Start of PROVIDED DATA

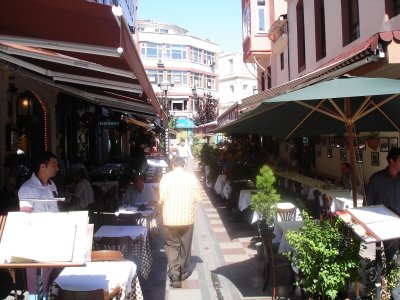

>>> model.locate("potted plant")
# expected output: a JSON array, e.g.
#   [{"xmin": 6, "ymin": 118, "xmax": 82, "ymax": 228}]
[
  {"xmin": 286, "ymin": 213, "xmax": 360, "ymax": 299},
  {"xmin": 367, "ymin": 132, "xmax": 379, "ymax": 151},
  {"xmin": 251, "ymin": 165, "xmax": 280, "ymax": 230}
]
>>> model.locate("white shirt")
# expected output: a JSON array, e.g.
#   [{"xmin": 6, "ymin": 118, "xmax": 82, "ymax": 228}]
[
  {"xmin": 18, "ymin": 173, "xmax": 58, "ymax": 212},
  {"xmin": 176, "ymin": 144, "xmax": 192, "ymax": 158}
]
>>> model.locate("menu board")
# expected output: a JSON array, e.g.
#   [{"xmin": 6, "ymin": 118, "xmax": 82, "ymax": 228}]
[
  {"xmin": 0, "ymin": 211, "xmax": 92, "ymax": 264},
  {"xmin": 343, "ymin": 205, "xmax": 400, "ymax": 243}
]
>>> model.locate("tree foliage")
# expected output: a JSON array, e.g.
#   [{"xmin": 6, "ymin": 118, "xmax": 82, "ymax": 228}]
[{"xmin": 194, "ymin": 93, "xmax": 218, "ymax": 126}]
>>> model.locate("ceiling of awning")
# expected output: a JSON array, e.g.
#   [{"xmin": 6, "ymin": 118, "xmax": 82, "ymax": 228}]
[{"xmin": 0, "ymin": 0, "xmax": 166, "ymax": 120}]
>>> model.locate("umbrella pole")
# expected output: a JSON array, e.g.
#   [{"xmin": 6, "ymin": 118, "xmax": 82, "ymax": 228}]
[{"xmin": 345, "ymin": 98, "xmax": 357, "ymax": 207}]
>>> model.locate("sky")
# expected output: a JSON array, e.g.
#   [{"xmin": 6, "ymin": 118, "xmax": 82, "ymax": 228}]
[{"xmin": 138, "ymin": 0, "xmax": 242, "ymax": 52}]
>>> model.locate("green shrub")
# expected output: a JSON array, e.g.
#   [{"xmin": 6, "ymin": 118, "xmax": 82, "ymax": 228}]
[{"xmin": 286, "ymin": 212, "xmax": 360, "ymax": 299}]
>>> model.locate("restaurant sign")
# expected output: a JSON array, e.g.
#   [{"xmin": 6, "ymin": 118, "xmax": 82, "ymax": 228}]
[{"xmin": 97, "ymin": 120, "xmax": 120, "ymax": 128}]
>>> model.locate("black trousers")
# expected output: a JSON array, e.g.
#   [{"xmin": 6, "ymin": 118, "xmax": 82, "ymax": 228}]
[{"xmin": 164, "ymin": 224, "xmax": 193, "ymax": 278}]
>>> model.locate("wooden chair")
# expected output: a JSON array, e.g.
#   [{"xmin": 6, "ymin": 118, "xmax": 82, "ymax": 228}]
[
  {"xmin": 56, "ymin": 286, "xmax": 122, "ymax": 300},
  {"xmin": 91, "ymin": 250, "xmax": 125, "ymax": 261},
  {"xmin": 261, "ymin": 233, "xmax": 294, "ymax": 299},
  {"xmin": 95, "ymin": 236, "xmax": 142, "ymax": 258},
  {"xmin": 276, "ymin": 207, "xmax": 296, "ymax": 221},
  {"xmin": 320, "ymin": 194, "xmax": 333, "ymax": 222}
]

End of PROVIDED DATA

▶ _WHAT TO DO_: Without the pictures, restate each entry exactly.

▶ _WRITTEN RESPONSE_:
>>> model.locate("potted plant")
# expected output: a JSON array, e.g.
#   [{"xmin": 6, "ymin": 118, "xmax": 82, "ymax": 228}]
[
  {"xmin": 286, "ymin": 213, "xmax": 360, "ymax": 299},
  {"xmin": 367, "ymin": 132, "xmax": 379, "ymax": 151},
  {"xmin": 251, "ymin": 165, "xmax": 280, "ymax": 230}
]
>>> model.locate("white shirt")
# expected output: a JSON array, e.g.
#   [{"xmin": 6, "ymin": 118, "xmax": 82, "ymax": 228}]
[
  {"xmin": 18, "ymin": 173, "xmax": 58, "ymax": 212},
  {"xmin": 176, "ymin": 144, "xmax": 192, "ymax": 158}
]
>>> model.locate("menu board")
# expected output: a JSON array, e.g.
#   [{"xmin": 6, "ymin": 118, "xmax": 82, "ymax": 228}]
[
  {"xmin": 0, "ymin": 211, "xmax": 92, "ymax": 264},
  {"xmin": 343, "ymin": 205, "xmax": 400, "ymax": 243}
]
>>> model.locate("tree foliage")
# expected output: a JSON array, e.g.
#   [{"xmin": 6, "ymin": 118, "xmax": 82, "ymax": 228}]
[{"xmin": 194, "ymin": 93, "xmax": 218, "ymax": 126}]
>>> model.locate("ceiling of awning")
# expected output: a JSON array, e.g.
#   [{"xmin": 6, "ymin": 118, "xmax": 82, "ymax": 228}]
[{"xmin": 0, "ymin": 0, "xmax": 166, "ymax": 120}]
>>> model.locate("umbrella pole")
# expected output: a JSON array, e.g.
#   [{"xmin": 6, "ymin": 118, "xmax": 82, "ymax": 228}]
[{"xmin": 345, "ymin": 98, "xmax": 357, "ymax": 207}]
>>> model.locate("sky")
# expected output: a JSON array, e.g.
#   [{"xmin": 6, "ymin": 118, "xmax": 82, "ymax": 228}]
[{"xmin": 138, "ymin": 0, "xmax": 242, "ymax": 52}]
>>> model.locate("green shrub")
# expected output: a JSON array, e.g.
#   [{"xmin": 6, "ymin": 118, "xmax": 82, "ymax": 228}]
[{"xmin": 286, "ymin": 212, "xmax": 360, "ymax": 299}]
>>> model.locate("restaurant sign")
# expected output: a JSON array, e.g.
#   [{"xmin": 6, "ymin": 118, "xmax": 82, "ymax": 228}]
[{"xmin": 97, "ymin": 120, "xmax": 120, "ymax": 128}]
>>> model.locate("black trousers")
# expected output: a JSON array, e.g.
#   [{"xmin": 6, "ymin": 118, "xmax": 82, "ymax": 228}]
[{"xmin": 164, "ymin": 224, "xmax": 193, "ymax": 278}]
>>> model.locate("wooden chair")
# expected output: a JSON array, e.g.
#   [{"xmin": 6, "ymin": 118, "xmax": 82, "ymax": 228}]
[
  {"xmin": 56, "ymin": 286, "xmax": 122, "ymax": 300},
  {"xmin": 91, "ymin": 250, "xmax": 125, "ymax": 261},
  {"xmin": 261, "ymin": 233, "xmax": 294, "ymax": 299},
  {"xmin": 95, "ymin": 236, "xmax": 142, "ymax": 258},
  {"xmin": 276, "ymin": 207, "xmax": 296, "ymax": 221},
  {"xmin": 320, "ymin": 194, "xmax": 333, "ymax": 222}
]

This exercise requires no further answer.